Content starts

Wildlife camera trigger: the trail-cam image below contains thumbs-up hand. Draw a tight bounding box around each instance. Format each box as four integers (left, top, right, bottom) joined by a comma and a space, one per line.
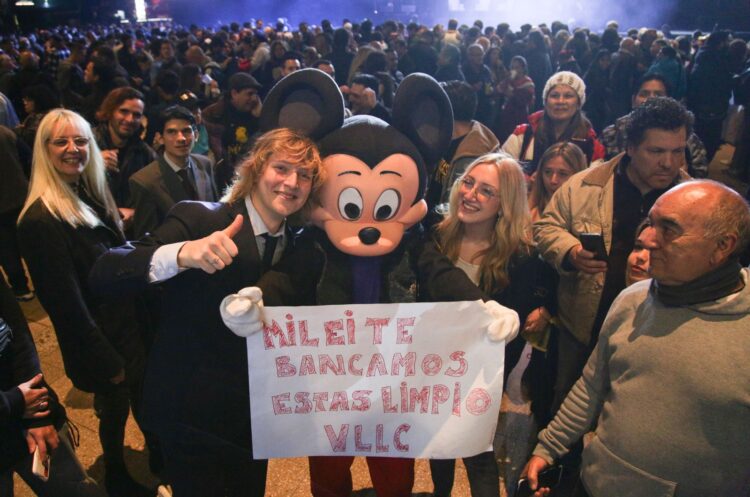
177, 214, 243, 273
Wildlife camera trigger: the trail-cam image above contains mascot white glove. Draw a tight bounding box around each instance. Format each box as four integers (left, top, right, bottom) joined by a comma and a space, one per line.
484, 300, 520, 343
220, 287, 266, 337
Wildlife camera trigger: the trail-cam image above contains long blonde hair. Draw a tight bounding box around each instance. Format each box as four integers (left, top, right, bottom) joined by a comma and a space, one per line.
437, 153, 533, 293
18, 109, 120, 230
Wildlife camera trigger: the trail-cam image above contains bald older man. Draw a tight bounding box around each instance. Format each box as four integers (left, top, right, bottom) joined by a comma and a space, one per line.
524, 180, 750, 497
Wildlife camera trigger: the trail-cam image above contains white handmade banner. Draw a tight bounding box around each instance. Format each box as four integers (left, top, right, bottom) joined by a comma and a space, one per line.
246, 300, 505, 459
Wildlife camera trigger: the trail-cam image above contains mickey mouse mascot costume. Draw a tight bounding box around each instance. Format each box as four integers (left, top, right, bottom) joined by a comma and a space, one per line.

Content ends

TO DO - Write out the listing above exactly as it stands, pictures excluded.

EXERCISE RESULT -
Wildlife camera trigger: the trail-cam image below contains thumbs-up hand. Draw a tight bounding box around each instance. Format each box as four integers (left, top, right, bottom) joined by a comma and a space, one per line.
177, 214, 243, 273
Wildlife camera trigger: the trail-cam image above contains mascot white glove. Draw a tight bounding box around each instance. Format each box as four integers (left, top, right, bottom) joined by a comma and a space, one per line.
484, 300, 520, 343
220, 287, 266, 337
Wildlife camera trigger: the trail-cam image above contains long blonde hair. Draw a tight bounding box around each instance. Format each box as four integers (left, top, right, bottom) joined by a comma and a space, one per line.
437, 153, 533, 293
18, 109, 120, 230
Wildlife camera trigger: the trail-cam image above contains bald older man. Draw a tight bounding box around each instance. Format each box as four integers (left, top, right, bottom) joined by a comma and a space, one per line.
524, 180, 750, 497
Wildlife camera trigger: the trail-cam image above contains white handmade banner. Draw a tight bounding box around each instance. Format each box as four integers (left, top, right, bottom) joined by a comma and a space, one per line.
246, 300, 505, 459
Wildlife camera trigger: the trail-cam image above contains mickey mouse mascot costume. Draw a tight bounding box around each instance. Format each box as four integers (left, top, right, bottom) joined by a comma and a space, one per line.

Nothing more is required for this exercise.